[What you need to do]
Decide whether each statement agrees with the snail forum thread below, answering yes or no and quoting the words of the thread that settle it: (a) The first poster bought three snails. (b) The Inca gold snail was put in the 3.7 gallon tank with the betta. (c) The reply says a 10-gallon tank is too small for three Mystery Snails.

[Text extract]

# 1 too many snails..



## LeviTheFish (Dec 19, 2017)

So I jumped in headlong and bought 3 snails today before really doing research... I dont want to take them back but I'm not really sure what to do about housing the others. For now I've put the smallest leopard snail and the medium-sized zebra snail in my 3.7 gallon Imaginarium tank with a male Dragonscale Betta, 2 moss balls and some tiny leafed mystery background plant I also purchased today. I set up the biggest snail an Inca gold in a small vase with more of the plant and a moss ball which I know isn't great but I didnt want to overwhelm the aquarium. I know I'll have to buy a bigger tank so would a 10 gallon community tank be big enough for 2 snails to have enough food or should it be bigger? I also saw another post about growing algae on driftwood and rocks in a bowl by a window? I just need help to know what to do.


----------



## ThatFishThough (Jan 15, 2016)

One Mystery Snail should have about 2.5 gallons; a 10G is fine for three but it will look crowded as these guys get big... they're true names are Apple Snails for a reason. The largest I've seen is probably a bit larger than a golf ball; sits nicely in the palm of your hand. I'll go snap a picture of my largest, quick.

[Data listing]
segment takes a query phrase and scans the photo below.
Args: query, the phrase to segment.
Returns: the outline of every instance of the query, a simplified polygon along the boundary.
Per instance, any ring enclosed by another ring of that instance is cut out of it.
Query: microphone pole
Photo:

...

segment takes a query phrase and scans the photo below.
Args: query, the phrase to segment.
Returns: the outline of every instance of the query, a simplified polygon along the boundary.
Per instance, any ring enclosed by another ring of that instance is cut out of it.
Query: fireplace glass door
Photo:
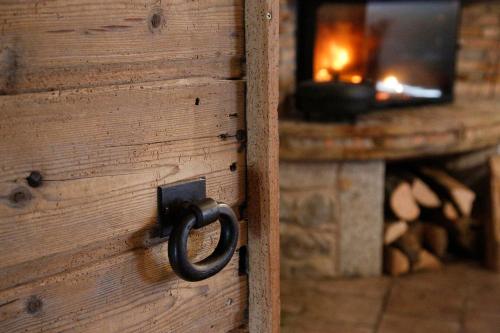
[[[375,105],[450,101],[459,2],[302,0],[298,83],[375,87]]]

[Solution to this problem]
(a) Yes: "bought 3 snails today before really doing research"
(b) No: "I set up the biggest snail an Inca gold in a small vase"
(c) No: "a 10G is fine for three but it will look crowded"